Report every line below that contains the word "green", copying each one in full. Case counts.

Rows from a dataset
------------------------

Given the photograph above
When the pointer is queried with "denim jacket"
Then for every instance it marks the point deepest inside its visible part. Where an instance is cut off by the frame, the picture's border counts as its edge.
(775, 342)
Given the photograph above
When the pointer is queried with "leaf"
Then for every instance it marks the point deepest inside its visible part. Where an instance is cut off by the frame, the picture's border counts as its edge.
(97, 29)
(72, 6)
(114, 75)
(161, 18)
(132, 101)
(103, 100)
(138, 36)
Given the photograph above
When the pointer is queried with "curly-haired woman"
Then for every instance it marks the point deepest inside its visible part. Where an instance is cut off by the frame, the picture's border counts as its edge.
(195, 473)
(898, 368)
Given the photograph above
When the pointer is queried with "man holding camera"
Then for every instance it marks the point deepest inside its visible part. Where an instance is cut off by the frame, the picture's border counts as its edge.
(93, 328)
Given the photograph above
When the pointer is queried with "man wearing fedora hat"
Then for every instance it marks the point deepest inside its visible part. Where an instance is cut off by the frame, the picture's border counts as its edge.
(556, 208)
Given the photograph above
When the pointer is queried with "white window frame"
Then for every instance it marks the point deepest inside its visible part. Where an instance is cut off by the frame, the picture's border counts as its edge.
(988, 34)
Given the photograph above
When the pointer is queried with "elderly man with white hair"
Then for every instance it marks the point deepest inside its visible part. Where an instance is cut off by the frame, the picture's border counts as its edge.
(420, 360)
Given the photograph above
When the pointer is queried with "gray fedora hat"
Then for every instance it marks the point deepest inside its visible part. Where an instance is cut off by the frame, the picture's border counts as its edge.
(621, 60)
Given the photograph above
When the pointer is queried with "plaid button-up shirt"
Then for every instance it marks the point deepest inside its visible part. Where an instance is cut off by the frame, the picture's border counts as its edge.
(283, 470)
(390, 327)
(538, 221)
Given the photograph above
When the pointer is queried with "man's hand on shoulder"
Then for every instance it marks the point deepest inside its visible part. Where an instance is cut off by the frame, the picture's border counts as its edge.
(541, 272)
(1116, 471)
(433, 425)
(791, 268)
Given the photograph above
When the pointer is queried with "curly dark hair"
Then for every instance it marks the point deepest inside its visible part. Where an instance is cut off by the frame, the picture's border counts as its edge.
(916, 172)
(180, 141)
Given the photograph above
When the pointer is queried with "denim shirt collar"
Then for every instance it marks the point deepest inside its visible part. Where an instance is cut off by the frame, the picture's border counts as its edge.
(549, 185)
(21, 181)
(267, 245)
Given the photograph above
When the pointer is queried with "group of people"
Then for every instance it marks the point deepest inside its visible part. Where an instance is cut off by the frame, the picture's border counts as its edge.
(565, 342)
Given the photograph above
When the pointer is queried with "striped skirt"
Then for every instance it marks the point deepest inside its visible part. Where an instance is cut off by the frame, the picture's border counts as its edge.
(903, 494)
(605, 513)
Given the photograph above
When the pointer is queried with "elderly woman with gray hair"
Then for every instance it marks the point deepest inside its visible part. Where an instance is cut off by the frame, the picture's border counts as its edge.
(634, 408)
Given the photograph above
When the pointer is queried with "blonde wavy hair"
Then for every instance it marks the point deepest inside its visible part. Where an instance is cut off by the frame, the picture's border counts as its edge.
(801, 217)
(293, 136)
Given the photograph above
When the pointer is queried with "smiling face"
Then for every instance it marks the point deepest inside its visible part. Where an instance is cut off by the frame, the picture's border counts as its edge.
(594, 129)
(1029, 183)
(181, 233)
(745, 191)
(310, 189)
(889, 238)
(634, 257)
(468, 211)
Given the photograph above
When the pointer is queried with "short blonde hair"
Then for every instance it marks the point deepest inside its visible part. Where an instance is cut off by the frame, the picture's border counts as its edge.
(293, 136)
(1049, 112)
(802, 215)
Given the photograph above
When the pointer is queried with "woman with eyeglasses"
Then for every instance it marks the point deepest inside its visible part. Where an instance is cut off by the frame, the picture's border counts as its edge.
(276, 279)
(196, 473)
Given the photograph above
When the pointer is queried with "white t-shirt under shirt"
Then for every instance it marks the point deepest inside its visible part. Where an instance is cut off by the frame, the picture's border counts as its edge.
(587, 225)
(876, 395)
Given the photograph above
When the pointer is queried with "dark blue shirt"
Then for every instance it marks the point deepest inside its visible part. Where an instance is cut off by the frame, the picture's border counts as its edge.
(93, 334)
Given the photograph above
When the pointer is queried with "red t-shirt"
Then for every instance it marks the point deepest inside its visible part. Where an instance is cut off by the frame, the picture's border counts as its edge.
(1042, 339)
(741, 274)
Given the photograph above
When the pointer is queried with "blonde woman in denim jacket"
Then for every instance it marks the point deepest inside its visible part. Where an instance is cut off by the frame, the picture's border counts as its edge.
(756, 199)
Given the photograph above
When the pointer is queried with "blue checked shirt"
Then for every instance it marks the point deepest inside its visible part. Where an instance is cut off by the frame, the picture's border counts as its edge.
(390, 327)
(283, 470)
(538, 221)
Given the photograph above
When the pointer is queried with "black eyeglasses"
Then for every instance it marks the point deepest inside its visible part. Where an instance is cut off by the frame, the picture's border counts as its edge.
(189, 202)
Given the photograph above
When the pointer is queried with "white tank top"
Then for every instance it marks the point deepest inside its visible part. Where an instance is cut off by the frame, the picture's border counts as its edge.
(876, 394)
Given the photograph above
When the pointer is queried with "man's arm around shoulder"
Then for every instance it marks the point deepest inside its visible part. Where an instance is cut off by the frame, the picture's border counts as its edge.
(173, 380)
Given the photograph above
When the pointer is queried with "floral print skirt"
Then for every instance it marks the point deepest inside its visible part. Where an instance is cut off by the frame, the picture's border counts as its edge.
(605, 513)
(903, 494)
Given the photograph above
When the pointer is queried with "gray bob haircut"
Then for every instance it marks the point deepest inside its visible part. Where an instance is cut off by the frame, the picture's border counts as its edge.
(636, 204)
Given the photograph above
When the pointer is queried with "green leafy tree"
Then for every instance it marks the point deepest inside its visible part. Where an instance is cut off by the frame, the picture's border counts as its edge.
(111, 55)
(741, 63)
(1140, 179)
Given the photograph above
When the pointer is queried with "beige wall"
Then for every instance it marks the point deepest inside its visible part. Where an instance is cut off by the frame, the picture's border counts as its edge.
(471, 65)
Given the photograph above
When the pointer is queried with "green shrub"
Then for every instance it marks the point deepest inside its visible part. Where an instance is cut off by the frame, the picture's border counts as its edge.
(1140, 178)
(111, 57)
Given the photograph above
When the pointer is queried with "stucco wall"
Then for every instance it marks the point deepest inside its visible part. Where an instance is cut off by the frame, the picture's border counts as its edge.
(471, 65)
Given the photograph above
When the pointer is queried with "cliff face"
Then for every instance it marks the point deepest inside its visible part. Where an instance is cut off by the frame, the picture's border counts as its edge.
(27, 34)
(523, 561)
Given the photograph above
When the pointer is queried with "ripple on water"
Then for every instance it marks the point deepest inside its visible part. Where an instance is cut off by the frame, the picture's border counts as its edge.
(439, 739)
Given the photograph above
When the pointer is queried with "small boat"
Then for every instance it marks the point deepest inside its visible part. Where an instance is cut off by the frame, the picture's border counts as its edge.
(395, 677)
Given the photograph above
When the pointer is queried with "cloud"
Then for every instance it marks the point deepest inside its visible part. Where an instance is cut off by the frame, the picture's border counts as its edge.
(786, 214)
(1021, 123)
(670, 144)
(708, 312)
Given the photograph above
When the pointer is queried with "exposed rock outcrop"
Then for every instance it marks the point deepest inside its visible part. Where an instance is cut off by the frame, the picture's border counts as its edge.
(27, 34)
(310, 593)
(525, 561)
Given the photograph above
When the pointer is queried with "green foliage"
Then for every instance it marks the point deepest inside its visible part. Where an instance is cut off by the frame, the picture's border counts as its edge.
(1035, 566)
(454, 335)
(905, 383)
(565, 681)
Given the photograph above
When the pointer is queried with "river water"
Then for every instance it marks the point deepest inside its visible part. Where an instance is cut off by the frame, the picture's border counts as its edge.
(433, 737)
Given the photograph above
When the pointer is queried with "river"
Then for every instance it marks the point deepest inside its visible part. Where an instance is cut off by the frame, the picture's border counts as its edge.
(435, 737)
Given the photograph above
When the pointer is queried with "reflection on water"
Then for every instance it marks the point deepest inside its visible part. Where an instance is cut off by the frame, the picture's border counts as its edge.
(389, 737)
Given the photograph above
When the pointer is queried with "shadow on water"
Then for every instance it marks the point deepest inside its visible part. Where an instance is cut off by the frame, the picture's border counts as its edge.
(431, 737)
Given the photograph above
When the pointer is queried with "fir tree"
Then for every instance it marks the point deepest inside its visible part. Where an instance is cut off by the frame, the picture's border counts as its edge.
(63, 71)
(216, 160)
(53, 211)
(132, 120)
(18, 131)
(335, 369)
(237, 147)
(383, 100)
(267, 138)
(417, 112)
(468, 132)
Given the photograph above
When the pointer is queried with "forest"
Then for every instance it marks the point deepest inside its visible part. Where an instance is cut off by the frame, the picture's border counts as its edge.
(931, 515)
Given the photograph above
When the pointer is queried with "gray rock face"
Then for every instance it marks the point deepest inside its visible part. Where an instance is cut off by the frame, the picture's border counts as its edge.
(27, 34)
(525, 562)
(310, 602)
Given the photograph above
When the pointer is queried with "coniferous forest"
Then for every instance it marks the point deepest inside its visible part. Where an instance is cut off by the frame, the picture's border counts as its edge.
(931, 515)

------------------------

THE ANSWER
When the pointer is queried with "green leafy tree"
When the pointer is queried with "green shrub"
When the pointer is queried with "green foliage"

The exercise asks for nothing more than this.